To be done: Lay out every line of the records below as a Markdown table with the columns "Row" and "Line", numbering the rows in order and omitting blank lines.
### Exercise input ###
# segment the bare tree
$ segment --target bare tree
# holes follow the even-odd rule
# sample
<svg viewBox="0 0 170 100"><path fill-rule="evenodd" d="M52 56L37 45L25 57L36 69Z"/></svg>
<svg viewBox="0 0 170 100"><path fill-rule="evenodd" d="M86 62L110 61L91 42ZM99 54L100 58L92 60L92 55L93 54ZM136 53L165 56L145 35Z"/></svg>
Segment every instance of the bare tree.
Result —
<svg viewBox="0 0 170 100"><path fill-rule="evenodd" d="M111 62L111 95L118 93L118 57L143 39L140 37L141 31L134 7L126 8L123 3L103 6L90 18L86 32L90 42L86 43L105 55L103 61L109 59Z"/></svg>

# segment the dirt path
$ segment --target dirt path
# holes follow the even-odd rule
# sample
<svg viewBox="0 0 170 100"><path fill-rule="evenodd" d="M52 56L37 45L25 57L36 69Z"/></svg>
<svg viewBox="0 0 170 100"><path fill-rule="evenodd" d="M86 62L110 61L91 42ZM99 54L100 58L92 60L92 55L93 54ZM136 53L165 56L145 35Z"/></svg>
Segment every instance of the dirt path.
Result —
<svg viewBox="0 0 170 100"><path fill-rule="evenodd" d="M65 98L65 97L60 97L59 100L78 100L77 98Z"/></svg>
###
Completed exercise:
| Row | Line |
|---|---|
| 1 | # segment the bare tree |
| 2 | $ segment --target bare tree |
| 3 | # holes follow the even-odd rule |
| 4 | # sample |
| 5 | <svg viewBox="0 0 170 100"><path fill-rule="evenodd" d="M52 56L37 45L25 57L36 69Z"/></svg> |
| 6 | <svg viewBox="0 0 170 100"><path fill-rule="evenodd" d="M86 62L110 61L91 42ZM99 54L100 58L92 60L92 55L93 54ZM136 53L165 56L145 35Z"/></svg> |
| 7 | Segment every instance of the bare tree. |
| 8 | Result — |
| 9 | <svg viewBox="0 0 170 100"><path fill-rule="evenodd" d="M111 62L111 95L118 93L118 57L143 39L140 37L141 31L134 7L126 8L123 3L103 6L90 18L86 32L90 42L86 43L105 55L103 61L109 59Z"/></svg> |
| 10 | # segment the dirt path |
| 11 | $ segment --target dirt path |
| 12 | # holes follow the even-odd rule |
| 13 | # sample |
| 14 | <svg viewBox="0 0 170 100"><path fill-rule="evenodd" d="M52 56L37 45L25 57L36 69Z"/></svg> |
| 15 | <svg viewBox="0 0 170 100"><path fill-rule="evenodd" d="M86 62L110 61L91 42ZM99 54L100 58L92 60L92 55L93 54ZM136 53L165 56L145 35Z"/></svg> |
| 16 | Segment every instance of the dirt path. |
| 17 | Result — |
| 18 | <svg viewBox="0 0 170 100"><path fill-rule="evenodd" d="M65 98L65 97L60 97L59 100L78 100L77 98Z"/></svg> |